(Labeled-object pointing records)
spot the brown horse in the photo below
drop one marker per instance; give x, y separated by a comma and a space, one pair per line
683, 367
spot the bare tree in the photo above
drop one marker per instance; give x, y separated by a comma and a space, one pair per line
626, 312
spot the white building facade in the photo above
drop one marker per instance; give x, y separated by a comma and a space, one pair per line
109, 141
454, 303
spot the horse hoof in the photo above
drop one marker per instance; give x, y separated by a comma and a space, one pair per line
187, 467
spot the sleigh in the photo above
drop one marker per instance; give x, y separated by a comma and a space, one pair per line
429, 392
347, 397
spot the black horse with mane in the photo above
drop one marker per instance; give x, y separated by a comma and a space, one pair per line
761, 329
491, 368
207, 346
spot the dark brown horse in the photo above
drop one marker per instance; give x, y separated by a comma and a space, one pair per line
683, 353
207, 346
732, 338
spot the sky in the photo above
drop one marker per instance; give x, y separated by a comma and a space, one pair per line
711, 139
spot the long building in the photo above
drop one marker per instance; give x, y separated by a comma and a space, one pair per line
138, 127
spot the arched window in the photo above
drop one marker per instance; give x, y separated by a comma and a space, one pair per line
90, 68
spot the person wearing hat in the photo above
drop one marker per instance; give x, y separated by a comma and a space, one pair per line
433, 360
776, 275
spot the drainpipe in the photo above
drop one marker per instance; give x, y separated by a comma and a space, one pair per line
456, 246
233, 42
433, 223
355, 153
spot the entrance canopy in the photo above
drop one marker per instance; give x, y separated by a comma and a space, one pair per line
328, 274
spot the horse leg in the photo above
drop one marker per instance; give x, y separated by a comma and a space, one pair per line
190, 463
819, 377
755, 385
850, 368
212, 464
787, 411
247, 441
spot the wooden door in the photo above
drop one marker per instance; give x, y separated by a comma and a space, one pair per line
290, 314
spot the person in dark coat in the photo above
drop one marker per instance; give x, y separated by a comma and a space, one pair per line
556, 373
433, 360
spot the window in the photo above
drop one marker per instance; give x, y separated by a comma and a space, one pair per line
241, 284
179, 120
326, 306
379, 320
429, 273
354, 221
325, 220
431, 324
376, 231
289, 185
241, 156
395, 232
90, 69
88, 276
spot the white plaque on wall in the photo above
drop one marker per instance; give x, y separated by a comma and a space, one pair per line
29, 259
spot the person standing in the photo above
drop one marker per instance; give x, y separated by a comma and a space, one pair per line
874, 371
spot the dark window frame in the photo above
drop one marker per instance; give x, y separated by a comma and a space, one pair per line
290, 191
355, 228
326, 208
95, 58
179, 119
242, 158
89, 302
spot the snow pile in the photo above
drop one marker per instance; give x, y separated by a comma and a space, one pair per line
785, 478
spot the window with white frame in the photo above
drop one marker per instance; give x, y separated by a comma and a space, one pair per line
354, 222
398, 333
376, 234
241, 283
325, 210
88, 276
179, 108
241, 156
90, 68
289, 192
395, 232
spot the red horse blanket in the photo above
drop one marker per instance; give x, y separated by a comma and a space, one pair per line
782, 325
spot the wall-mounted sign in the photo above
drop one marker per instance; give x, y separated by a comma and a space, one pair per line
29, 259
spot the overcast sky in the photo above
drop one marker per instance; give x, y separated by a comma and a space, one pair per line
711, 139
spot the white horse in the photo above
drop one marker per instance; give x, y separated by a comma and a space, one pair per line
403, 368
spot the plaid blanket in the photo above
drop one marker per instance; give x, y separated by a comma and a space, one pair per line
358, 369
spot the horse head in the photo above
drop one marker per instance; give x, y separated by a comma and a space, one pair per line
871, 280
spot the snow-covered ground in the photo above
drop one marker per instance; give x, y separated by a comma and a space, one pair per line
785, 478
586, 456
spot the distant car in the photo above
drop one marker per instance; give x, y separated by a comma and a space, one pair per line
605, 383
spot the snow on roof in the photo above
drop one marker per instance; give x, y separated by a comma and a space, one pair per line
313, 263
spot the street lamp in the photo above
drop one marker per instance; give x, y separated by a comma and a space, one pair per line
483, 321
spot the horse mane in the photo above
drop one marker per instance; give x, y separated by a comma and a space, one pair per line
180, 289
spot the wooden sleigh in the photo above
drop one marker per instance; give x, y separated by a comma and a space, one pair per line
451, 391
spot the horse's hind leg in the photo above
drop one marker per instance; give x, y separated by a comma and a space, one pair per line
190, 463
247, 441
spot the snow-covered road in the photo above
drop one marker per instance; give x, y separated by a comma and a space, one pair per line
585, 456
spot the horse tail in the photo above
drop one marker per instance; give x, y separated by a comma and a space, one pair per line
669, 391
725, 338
...
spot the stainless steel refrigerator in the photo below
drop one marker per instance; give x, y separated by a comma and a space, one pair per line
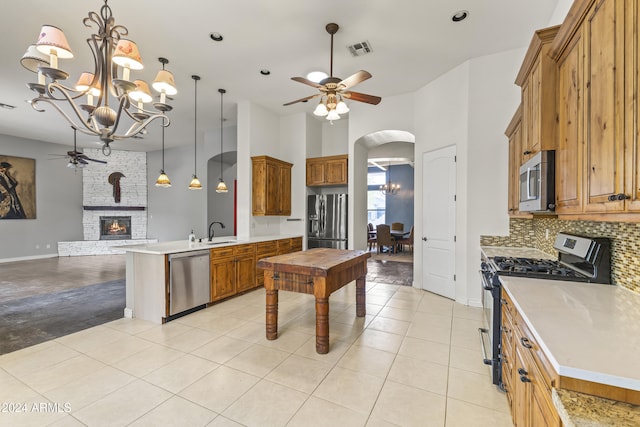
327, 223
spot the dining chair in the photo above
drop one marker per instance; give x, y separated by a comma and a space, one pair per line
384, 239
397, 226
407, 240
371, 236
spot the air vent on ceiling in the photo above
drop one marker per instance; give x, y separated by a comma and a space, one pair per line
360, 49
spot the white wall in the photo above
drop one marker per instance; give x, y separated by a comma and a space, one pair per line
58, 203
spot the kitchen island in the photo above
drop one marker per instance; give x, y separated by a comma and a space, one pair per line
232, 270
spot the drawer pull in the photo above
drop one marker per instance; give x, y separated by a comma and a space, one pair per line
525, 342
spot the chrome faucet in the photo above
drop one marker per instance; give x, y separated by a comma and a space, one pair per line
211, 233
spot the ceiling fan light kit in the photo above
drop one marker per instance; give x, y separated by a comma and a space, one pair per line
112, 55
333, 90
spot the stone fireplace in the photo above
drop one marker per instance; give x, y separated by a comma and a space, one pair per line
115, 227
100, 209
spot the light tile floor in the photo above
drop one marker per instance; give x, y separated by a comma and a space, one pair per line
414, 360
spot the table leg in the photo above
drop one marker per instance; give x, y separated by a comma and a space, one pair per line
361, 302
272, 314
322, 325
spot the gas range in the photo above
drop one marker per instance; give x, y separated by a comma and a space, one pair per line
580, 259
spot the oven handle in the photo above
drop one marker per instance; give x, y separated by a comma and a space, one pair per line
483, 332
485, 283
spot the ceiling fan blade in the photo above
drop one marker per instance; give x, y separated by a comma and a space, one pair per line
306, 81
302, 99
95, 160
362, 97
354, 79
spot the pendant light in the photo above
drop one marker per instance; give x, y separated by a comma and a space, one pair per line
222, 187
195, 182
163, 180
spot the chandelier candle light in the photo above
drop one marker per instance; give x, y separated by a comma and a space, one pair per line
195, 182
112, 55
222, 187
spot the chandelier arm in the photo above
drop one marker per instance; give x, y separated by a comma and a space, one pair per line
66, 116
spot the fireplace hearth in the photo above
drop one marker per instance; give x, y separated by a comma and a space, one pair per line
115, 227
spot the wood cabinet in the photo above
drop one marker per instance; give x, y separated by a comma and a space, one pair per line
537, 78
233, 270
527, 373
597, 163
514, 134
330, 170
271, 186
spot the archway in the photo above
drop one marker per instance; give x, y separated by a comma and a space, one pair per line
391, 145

> _Direction_
Please filter the records above and keep only the lines that contain the word "covered", copying each one unchanged.

> _Finished task_
spot the snow-covered ground in the photo above
spot the snow-covered road in the photo above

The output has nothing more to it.